DOCUMENT SEGMENT:
»»

Now she has made it a rule that all of her students must wear one too, not only for lessons, but also in the show ring.

“People worried about how their hair is going to look with a helmet, they have to get over that. The sport isn’t about what’s on your head,” said the Olympic and WEG medalist, now retired from competition.

“If everyone wore a helmet, you wouldn’t think twice about it and it would just be the way it is. People are making it such a big deal when in reality it’s just a matter of being smart,” she commented.

“I can’t believe for all those years I was so lucky and never wore a helmet and didn’t have a severe accident. Especially as you start to get a little older and you hit your head like I did, it changes your perspective. When you see that helmet , you’d take a look at it and go, `Oh my God’ that it took that much concussion away from my head.”

Her husband, Bob, was in northern California and flew down to spend the night with her after the accident. Her protege, Adrienne Lyle, is helping her and working the horses as Debbie continues to improve.

Despite her aches and pains, Debbie is focusing outward in her belief that everyone in her discipline should wear protective headgear.

“I’m definitely on a little journey to try and get the word out, because I never was a believer. But because of Courtney’s injury, I said `Why not start wearing it?'” She said while she began wearing the helmet “in honor of Courtney and Guenter,” after she started she said, “This isn’t so bad, and it’s a smart way to go. You put on your boots and you put on your helmet.” For people who are worried about “the look,” she has one word: “stupidity.” The look, she noted, “isn’t going to save you.”

Debbie is the latest high-profile equestrian to get on the helmet bandwagon. The pro-helmet movement continues to gain strength in the wake of a Florida symposium last month put together by the Riders4Helmets group formed after Courtney’s accident. It was a prelude to the U.S. Equestrian Federation’s passage of mandatory helmet rules for eventing, requiring at national competitions that everyone wear a helmet at all times on the grounds, and dressage. That rule requires everyone under 18 to wear a helmet, in both national and international competition in this country, and everyone over 18 to wear a helmet in national classes and even in Prix St. Georges, if they’re riding a horse also entered at Fourth Level.

««

EXCERPTED DATA:
»»

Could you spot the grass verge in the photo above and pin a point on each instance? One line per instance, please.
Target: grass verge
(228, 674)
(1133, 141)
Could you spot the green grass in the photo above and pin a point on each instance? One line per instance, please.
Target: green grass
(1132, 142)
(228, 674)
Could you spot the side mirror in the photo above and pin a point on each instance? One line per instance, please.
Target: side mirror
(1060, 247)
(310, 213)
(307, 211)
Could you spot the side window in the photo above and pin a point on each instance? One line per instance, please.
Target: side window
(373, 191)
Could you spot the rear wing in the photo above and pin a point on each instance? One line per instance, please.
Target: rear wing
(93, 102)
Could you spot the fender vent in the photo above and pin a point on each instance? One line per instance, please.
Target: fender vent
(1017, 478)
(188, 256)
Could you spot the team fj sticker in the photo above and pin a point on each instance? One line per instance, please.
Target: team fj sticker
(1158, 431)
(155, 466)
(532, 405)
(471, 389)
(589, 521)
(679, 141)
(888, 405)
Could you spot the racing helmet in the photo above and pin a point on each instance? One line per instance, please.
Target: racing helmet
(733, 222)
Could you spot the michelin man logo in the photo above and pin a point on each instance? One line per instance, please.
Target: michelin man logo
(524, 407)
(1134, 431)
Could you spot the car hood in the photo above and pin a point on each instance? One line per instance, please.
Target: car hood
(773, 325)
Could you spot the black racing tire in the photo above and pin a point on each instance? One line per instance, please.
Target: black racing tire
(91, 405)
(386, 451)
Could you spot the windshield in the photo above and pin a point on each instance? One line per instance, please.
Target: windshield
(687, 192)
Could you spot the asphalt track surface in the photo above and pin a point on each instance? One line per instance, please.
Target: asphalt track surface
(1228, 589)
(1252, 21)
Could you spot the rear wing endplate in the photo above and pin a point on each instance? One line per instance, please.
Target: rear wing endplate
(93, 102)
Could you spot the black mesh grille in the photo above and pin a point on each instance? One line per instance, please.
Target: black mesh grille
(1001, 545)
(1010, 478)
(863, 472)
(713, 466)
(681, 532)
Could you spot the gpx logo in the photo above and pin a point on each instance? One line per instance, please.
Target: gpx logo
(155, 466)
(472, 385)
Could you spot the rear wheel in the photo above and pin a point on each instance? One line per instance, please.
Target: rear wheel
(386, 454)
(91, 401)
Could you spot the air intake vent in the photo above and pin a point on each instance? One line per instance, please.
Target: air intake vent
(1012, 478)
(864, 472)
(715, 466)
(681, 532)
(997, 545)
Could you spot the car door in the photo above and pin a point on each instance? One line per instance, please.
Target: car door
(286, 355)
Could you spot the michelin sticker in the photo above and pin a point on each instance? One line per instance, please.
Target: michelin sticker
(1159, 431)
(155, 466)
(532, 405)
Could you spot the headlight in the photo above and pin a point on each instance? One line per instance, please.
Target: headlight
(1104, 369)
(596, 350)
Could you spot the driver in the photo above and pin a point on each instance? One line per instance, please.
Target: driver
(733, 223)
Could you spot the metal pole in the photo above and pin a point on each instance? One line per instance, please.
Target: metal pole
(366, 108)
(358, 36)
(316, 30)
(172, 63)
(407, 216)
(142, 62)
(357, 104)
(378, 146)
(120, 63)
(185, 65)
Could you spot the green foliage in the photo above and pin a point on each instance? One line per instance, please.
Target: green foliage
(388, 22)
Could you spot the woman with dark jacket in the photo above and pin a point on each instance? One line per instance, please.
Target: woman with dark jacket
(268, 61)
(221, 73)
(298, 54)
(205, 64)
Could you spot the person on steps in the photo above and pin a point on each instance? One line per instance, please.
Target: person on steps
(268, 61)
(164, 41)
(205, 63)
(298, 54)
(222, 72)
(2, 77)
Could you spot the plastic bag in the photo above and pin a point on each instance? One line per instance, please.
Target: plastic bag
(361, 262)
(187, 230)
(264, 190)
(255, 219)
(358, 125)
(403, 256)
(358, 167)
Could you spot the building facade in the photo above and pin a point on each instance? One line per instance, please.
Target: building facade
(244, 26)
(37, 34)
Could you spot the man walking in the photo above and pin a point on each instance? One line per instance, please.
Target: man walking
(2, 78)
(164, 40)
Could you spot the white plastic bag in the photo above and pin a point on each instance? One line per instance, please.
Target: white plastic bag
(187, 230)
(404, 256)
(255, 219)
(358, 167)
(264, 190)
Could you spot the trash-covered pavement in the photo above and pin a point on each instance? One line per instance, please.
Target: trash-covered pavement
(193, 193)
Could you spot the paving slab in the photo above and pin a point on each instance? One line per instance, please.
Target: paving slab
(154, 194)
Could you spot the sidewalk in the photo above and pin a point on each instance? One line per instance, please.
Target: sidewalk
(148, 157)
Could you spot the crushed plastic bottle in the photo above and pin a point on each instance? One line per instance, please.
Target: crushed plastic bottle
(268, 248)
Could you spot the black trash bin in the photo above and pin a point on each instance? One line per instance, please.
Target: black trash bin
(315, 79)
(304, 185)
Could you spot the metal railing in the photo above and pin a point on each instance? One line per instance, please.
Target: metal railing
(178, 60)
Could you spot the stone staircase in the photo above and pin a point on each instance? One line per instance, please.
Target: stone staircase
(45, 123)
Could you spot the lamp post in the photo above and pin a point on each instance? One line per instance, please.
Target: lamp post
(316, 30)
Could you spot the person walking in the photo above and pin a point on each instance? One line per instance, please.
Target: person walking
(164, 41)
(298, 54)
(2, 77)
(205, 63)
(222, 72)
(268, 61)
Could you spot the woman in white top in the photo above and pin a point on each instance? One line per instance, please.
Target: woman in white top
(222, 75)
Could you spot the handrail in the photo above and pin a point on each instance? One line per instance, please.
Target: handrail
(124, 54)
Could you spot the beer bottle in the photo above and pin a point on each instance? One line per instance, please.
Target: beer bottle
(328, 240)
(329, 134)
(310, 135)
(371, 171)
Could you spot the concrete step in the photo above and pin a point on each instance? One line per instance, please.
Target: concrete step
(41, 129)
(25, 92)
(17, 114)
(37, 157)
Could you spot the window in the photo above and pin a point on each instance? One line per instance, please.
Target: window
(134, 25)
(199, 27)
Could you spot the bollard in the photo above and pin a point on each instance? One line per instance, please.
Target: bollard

««

PROBLEMS AND TASKS:
**a)** From the helmet article, reproduce everything from "Her husband, Bob, was" down to "wear protective headgear.".
**b)** According to the helmet article, who is working Debbie's horses while she continues to improve?

SOLVED TASKS:
**a)**
Her husband, Bob, was in northern California and flew down to spend the night with her after the accident. Her protege, Adrienne Lyle, is helping her and working the horses as Debbie continues to improve.

Despite her aches and pains, Debbie is focusing outward in her belief that everyone in her discipline should wear protective headgear.

**b)** Her protege, Adrienne Lyle.